» **Task objective**:
The listing that follows is to be repeated exactly.

━━ Stored data

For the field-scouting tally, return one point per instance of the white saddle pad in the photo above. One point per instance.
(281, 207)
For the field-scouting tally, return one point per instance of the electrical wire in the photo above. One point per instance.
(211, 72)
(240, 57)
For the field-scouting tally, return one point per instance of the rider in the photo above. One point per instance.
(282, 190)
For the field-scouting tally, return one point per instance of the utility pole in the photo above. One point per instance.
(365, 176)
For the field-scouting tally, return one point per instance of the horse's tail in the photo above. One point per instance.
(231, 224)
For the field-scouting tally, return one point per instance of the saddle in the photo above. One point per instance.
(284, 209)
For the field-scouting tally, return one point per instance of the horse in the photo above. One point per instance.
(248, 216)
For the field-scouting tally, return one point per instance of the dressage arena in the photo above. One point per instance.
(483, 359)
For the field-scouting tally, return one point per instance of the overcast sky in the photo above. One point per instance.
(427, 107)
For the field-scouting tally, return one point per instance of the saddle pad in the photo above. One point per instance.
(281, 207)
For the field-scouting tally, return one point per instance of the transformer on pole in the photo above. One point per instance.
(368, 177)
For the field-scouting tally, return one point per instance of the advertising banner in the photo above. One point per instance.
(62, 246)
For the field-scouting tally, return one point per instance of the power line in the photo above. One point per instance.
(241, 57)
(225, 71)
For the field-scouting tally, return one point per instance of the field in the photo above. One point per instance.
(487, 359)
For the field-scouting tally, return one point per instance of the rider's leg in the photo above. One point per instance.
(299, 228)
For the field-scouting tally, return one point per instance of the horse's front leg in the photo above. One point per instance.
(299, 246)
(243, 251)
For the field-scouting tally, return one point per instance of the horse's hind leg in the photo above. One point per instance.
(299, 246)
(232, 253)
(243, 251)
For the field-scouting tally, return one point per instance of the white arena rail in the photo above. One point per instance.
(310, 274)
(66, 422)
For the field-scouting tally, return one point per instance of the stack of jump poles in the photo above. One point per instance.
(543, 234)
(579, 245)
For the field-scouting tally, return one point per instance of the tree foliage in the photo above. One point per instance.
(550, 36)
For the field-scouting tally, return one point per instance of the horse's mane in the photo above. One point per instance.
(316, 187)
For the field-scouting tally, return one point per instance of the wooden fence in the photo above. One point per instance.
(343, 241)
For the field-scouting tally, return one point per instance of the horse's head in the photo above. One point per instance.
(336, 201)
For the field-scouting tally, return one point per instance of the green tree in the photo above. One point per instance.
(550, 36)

━━━━

» **Task solution**:
For the field-scouting tally, return one point per instance of the white saddle pad in the photo above. One point per instance.
(281, 207)
For the field-scouting tally, return one point per instance of the electrical wire in the photo above. One point per instance.
(211, 72)
(240, 57)
For the field-scouting tally, return one point per instance of the rider in the photo above. One point per instance.
(282, 190)
For the field-scouting tally, return one point per instance of the utility pole in the photo above. One point per instance.
(365, 176)
For the field-scouting tally, return one point per instance of the horse's tail in the photo above. One point per instance.
(231, 224)
For the field-scouting tally, return one point per instance of the saddle in the photo above. One point per instance.
(284, 209)
For the field-scouting tally, return one point per instance of the horse in the photo above. One point per instance.
(248, 216)
For the field-scouting tally, return one point per instance of the dressage arena in the photo above. One point per instance.
(483, 359)
For the field-scouting tally, return one point per instance of the overcast sky in the photo above. One point per instance.
(427, 107)
For the field-scouting tally, return one point per instance of the saddle pad in the photo above. One point per instance.
(281, 207)
For the field-scouting tally, return one point per instance of the transformer on pole in the photo above. One point per instance.
(368, 177)
For the field-scouting tally, return one point per instance of the advertising banner in the photo above. One point per instance.
(62, 246)
For the field-scouting tally, return one point per instance of the power line in the photo above. One point per instance.
(241, 57)
(225, 71)
For the field-scouting tally, return one point per instance of the field in the photo above. One point per instance.
(487, 359)
For the field-scouting tally, return one point per instance of the rider's leg in the photo above. One point per instance.
(299, 228)
For the field-scouting tally, return one point per instance of the horse's front leg in the photo above. One point per instance.
(299, 246)
(243, 251)
For the field-scouting tally, return one point per instance of the horse's hind leg in the photo above. One point per instance.
(299, 246)
(232, 253)
(243, 251)
For the field-scouting tally, return one point per instance of the white arena rail in the photo above. One point per instance.
(310, 274)
(66, 422)
For the field-scouting tally, return one point per instance of the stack of jump poles in the photo above. One point per instance.
(543, 234)
(579, 245)
For the field-scouting tally, return one point per instance of the tree foliage in the photo above. One point per instance.
(550, 36)
For the field-scouting tally, return one point per instance of the horse's mane in the photo above. One point per instance.
(316, 187)
For the field-scouting tally, return one point per instance of the wooden fence in the photo above. One point per instance.
(343, 241)
For the field-scouting tally, return one point per instance of the horse's head in the photo above. One point per instance.
(336, 201)
For the field-scouting tally, return one point per instance of the green tree in the photo above. One point per instance.
(550, 36)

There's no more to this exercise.